Please reproduce the listing verbatim, without its images.

» Excerpted data
○ ○ ○ ○
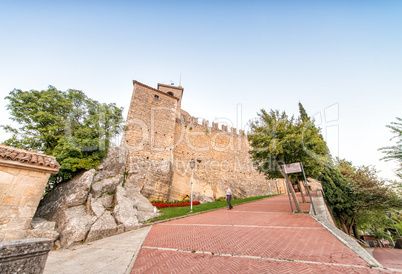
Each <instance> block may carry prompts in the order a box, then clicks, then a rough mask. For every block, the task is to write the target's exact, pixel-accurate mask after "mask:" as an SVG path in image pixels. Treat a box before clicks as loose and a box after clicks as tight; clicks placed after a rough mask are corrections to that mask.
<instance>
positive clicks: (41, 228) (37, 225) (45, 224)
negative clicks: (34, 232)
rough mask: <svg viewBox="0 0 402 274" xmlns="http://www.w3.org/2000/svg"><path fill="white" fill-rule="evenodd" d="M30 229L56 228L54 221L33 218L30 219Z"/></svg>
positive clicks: (55, 225) (38, 218)
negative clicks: (48, 220)
mask: <svg viewBox="0 0 402 274" xmlns="http://www.w3.org/2000/svg"><path fill="white" fill-rule="evenodd" d="M30 228H31V229H40V230H53V231H54V230H56V222H50V221H47V220H45V219H42V218H33V219H32V221H31V227H30Z"/></svg>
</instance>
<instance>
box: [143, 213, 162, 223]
mask: <svg viewBox="0 0 402 274" xmlns="http://www.w3.org/2000/svg"><path fill="white" fill-rule="evenodd" d="M161 214H162V213H157V212H145V211H138V212H137V219H138V221H139V222H141V223H142V222H145V221H146V220H149V219H151V218H155V217H158V216H160V215H161Z"/></svg>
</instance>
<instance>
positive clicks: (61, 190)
mask: <svg viewBox="0 0 402 274" xmlns="http://www.w3.org/2000/svg"><path fill="white" fill-rule="evenodd" d="M94 175H95V170H94V169H91V170H88V171H85V172H81V173H80V174H78V175H77V176H75V177H74V178H73V179H72V180H70V181H68V182H65V183H62V184H60V185H57V186H56V187H55V188H54V189H53V190H52V191H51V192H50V193H48V194H47V195H46V196H45V198H43V199H42V201H41V202H40V204H39V206H38V209H37V210H36V213H35V217H40V218H44V219H46V220H51V221H53V216H54V215H57V214H58V212H59V211H60V210H62V209H65V208H68V207H74V206H78V205H82V204H84V203H86V201H87V198H88V192H89V190H90V187H91V184H92V182H93V177H94Z"/></svg>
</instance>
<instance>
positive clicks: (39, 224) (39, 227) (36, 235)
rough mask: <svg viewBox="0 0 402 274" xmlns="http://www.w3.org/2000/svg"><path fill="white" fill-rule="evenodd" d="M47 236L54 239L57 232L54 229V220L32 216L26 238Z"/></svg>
mask: <svg viewBox="0 0 402 274" xmlns="http://www.w3.org/2000/svg"><path fill="white" fill-rule="evenodd" d="M34 238H47V239H51V240H52V241H56V240H57V238H59V233H58V232H57V231H56V222H49V221H46V220H45V219H42V218H33V219H32V222H31V225H30V228H29V229H28V234H27V239H34Z"/></svg>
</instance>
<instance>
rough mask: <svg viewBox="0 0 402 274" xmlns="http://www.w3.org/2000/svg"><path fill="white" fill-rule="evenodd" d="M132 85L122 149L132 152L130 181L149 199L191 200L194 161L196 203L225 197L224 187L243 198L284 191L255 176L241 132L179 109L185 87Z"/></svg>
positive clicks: (257, 175) (223, 125)
mask: <svg viewBox="0 0 402 274" xmlns="http://www.w3.org/2000/svg"><path fill="white" fill-rule="evenodd" d="M133 84H134V88H133V94H132V97H131V102H130V109H129V112H128V116H127V122H126V125H127V130H126V132H125V136H124V139H123V142H122V146H124V147H126V148H127V149H128V159H127V165H126V171H127V178H126V182H127V183H128V184H130V185H135V186H136V187H138V188H139V189H140V191H141V193H142V194H143V195H144V196H145V197H147V198H158V199H164V200H168V199H183V198H185V197H188V196H189V194H190V184H189V182H190V175H191V169H190V168H189V164H188V163H189V161H190V160H191V159H194V160H196V168H195V169H194V170H193V171H194V191H195V194H196V195H195V199H198V200H204V201H206V200H208V199H209V200H213V199H214V198H218V197H221V196H224V195H225V192H224V186H225V185H229V186H230V187H231V189H232V191H233V193H234V194H235V195H237V196H240V197H247V196H259V195H268V194H273V193H283V192H284V191H285V188H284V184H283V182H282V181H279V182H278V181H268V180H266V178H265V176H264V175H262V174H260V173H258V172H256V170H255V168H254V167H253V165H252V161H251V159H250V155H249V153H248V151H249V149H250V146H249V143H248V140H247V136H246V134H245V132H244V131H243V130H237V129H236V128H233V127H230V125H219V124H217V123H214V122H213V123H212V124H210V123H209V121H206V120H202V119H199V118H195V117H192V116H191V115H190V114H189V113H187V112H186V111H184V110H182V109H181V101H182V98H183V91H184V89H183V88H182V87H180V86H179V87H176V86H170V85H164V84H158V86H157V89H155V88H152V87H149V86H147V85H144V84H142V83H140V82H137V81H133ZM219 126H220V127H219Z"/></svg>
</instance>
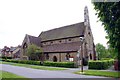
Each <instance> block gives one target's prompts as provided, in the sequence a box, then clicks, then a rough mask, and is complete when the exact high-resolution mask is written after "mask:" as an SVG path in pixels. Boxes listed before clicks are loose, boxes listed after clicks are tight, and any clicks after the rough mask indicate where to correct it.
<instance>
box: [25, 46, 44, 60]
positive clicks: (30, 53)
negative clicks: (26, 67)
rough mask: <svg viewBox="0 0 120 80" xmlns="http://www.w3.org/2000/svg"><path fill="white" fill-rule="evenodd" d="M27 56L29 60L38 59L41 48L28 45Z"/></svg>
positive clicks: (35, 46)
mask: <svg viewBox="0 0 120 80" xmlns="http://www.w3.org/2000/svg"><path fill="white" fill-rule="evenodd" d="M27 56H28V57H29V59H30V60H40V57H41V56H43V50H42V49H41V48H40V47H37V46H36V45H34V44H32V45H29V46H28V48H27Z"/></svg>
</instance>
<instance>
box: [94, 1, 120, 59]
mask: <svg viewBox="0 0 120 80" xmlns="http://www.w3.org/2000/svg"><path fill="white" fill-rule="evenodd" d="M93 4H94V9H95V10H96V11H97V12H96V14H97V15H98V18H99V20H100V21H102V24H103V25H104V28H105V30H106V33H107V34H108V36H107V38H108V39H109V41H108V43H109V44H110V46H111V47H112V48H114V49H115V51H116V53H117V54H116V55H118V54H120V2H100V3H98V2H94V3H93ZM118 58H119V59H120V56H118Z"/></svg>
○ ○ ○ ○
» Response area
Each <instance> block may carry prompts in the order a box, then clicks, then a rough mask. For every block, the task is to write the target's exact, pixel-accurate mask after "mask:" as an SVG path in image pixels. Treat a box before clicks as loose and a box after clicks as tight; clicks placed after a rough mask are corrections to that mask.
<instance>
positive clicks: (41, 228) (37, 225) (45, 224)
negative clicks: (34, 232)
rough mask: <svg viewBox="0 0 402 274" xmlns="http://www.w3.org/2000/svg"><path fill="white" fill-rule="evenodd" d="M30 229L56 228L54 221L33 218L30 219Z"/></svg>
positive clicks: (55, 225) (38, 218)
negative clicks: (48, 220)
mask: <svg viewBox="0 0 402 274" xmlns="http://www.w3.org/2000/svg"><path fill="white" fill-rule="evenodd" d="M30 228H31V229H40V230H53V231H54V230H56V222H50V221H47V220H45V219H42V218H33V219H32V221H31V227H30Z"/></svg>
</instance>
<instance>
box: [143, 213, 162, 223]
mask: <svg viewBox="0 0 402 274" xmlns="http://www.w3.org/2000/svg"><path fill="white" fill-rule="evenodd" d="M161 214H162V213H157V212H145V211H138V212H137V219H138V221H139V222H141V223H142V222H145V221H146V220H149V219H151V218H155V217H158V216H160V215H161Z"/></svg>
</instance>
<instance>
positive clicks: (61, 190)
mask: <svg viewBox="0 0 402 274" xmlns="http://www.w3.org/2000/svg"><path fill="white" fill-rule="evenodd" d="M94 175H95V170H94V169H91V170H88V171H85V172H81V173H80V174H78V175H77V176H75V177H74V178H73V179H72V180H70V181H68V182H65V183H62V184H60V185H57V186H56V187H55V188H54V189H53V190H52V191H51V192H50V193H48V194H47V195H46V196H45V198H43V199H42V201H41V202H40V204H39V206H38V209H37V210H36V213H35V217H40V218H44V219H46V220H51V221H53V216H54V215H57V214H58V212H59V211H60V210H62V209H65V208H68V207H74V206H78V205H82V204H84V203H86V201H87V198H88V192H89V190H90V187H91V184H92V182H93V177H94Z"/></svg>
</instance>
<instance>
positive clicks: (39, 224) (39, 227) (36, 235)
rough mask: <svg viewBox="0 0 402 274" xmlns="http://www.w3.org/2000/svg"><path fill="white" fill-rule="evenodd" d="M47 236L54 239L57 232L54 229V220L32 216L26 238Z"/></svg>
mask: <svg viewBox="0 0 402 274" xmlns="http://www.w3.org/2000/svg"><path fill="white" fill-rule="evenodd" d="M34 238H47V239H51V240H52V241H56V240H57V238H59V233H58V232H57V231H56V222H49V221H46V220H45V219H42V218H33V219H32V222H31V225H30V228H29V229H28V234H27V239H34Z"/></svg>
</instance>
<instance>
rough mask: <svg viewBox="0 0 402 274" xmlns="http://www.w3.org/2000/svg"><path fill="white" fill-rule="evenodd" d="M132 85L122 149L132 152L130 181L149 199L191 200L194 161L196 203L225 197L224 187L243 198L284 191L255 176L241 132L179 109L185 87Z"/></svg>
positive clicks: (257, 175) (223, 125)
mask: <svg viewBox="0 0 402 274" xmlns="http://www.w3.org/2000/svg"><path fill="white" fill-rule="evenodd" d="M133 84H134V88H133V94H132V97H131V102H130V109H129V112H128V116H127V122H126V125H127V130H126V132H125V136H124V139H123V142H122V146H124V147H126V148H127V149H128V159H127V165H126V171H127V178H126V182H127V183H128V184H130V185H135V186H136V187H138V188H139V189H140V191H141V193H142V194H143V195H144V196H145V197H147V198H158V199H164V200H168V199H183V198H185V197H188V196H189V194H190V184H189V182H190V175H191V169H190V168H189V164H188V163H189V161H190V160H191V159H194V160H196V168H195V169H194V170H193V171H194V191H195V194H196V195H195V199H198V200H204V201H206V200H208V199H209V200H213V199H214V198H218V197H221V196H224V195H225V192H224V186H225V185H229V186H230V187H231V189H232V191H233V193H234V194H235V195H237V196H240V197H247V196H259V195H268V194H273V193H283V192H284V191H285V188H284V184H283V182H282V181H279V182H278V181H268V180H266V178H265V176H264V175H262V174H260V173H258V172H256V170H255V168H254V167H253V165H252V161H251V159H250V155H249V153H248V151H249V149H250V146H249V143H248V140H247V136H246V134H245V132H244V131H243V130H237V129H236V128H233V127H230V125H219V124H217V123H214V122H213V123H212V124H210V123H209V121H206V120H202V119H199V118H195V117H192V116H191V115H190V114H189V113H187V112H186V111H184V110H182V109H181V101H182V98H183V91H184V89H183V88H182V87H180V86H179V87H176V86H170V85H164V84H158V86H157V89H155V88H152V87H149V86H147V85H144V84H142V83H140V82H137V81H133ZM219 126H220V127H219Z"/></svg>
</instance>
Each <instance> block gives one target's prompts as provided, in the sequence a box, then clicks, then a rough mask, and is complete when the exact high-resolution mask is written after "mask:" as an SVG path in pixels. Boxes listed before clicks are loose, boxes listed after clicks are tight, and any clicks after the rough mask indicate where to correct it.
<instance>
box: [25, 46, 44, 60]
positive clicks: (30, 53)
negative clicks: (26, 67)
rough mask: <svg viewBox="0 0 120 80" xmlns="http://www.w3.org/2000/svg"><path fill="white" fill-rule="evenodd" d="M27 56L29 60L38 59L41 48L28 45Z"/></svg>
positive clicks: (35, 46)
mask: <svg viewBox="0 0 120 80" xmlns="http://www.w3.org/2000/svg"><path fill="white" fill-rule="evenodd" d="M27 56H28V57H29V59H30V60H40V57H41V56H43V50H42V49H41V48H40V47H37V46H36V45H34V44H32V45H29V46H28V48H27Z"/></svg>
</instance>
<instance>
box: [94, 1, 120, 59]
mask: <svg viewBox="0 0 120 80" xmlns="http://www.w3.org/2000/svg"><path fill="white" fill-rule="evenodd" d="M93 4H94V9H95V10H96V11H97V12H96V14H97V15H98V18H99V20H100V21H102V24H103V25H104V28H105V30H106V33H107V34H108V36H107V38H108V39H109V41H108V43H109V44H110V46H111V47H112V48H114V49H115V51H116V53H117V54H116V55H118V54H120V2H100V3H98V2H94V3H93ZM118 58H119V59H120V56H118Z"/></svg>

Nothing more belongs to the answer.